| SET PROBLEM |
Could you copy every line of the listing below word for word, with nothing changed?

| EXTRACTED RECORDS |
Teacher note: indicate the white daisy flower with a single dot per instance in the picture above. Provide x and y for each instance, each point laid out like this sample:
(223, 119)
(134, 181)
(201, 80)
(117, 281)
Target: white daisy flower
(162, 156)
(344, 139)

| TASK SOLUTION |
Teacher note: indicate the white daisy flower with a single dot per instance in the picture above. Provide x and y for each instance, each point laid out like this sample:
(223, 119)
(134, 181)
(201, 80)
(117, 281)
Target: white daisy flower
(162, 156)
(344, 139)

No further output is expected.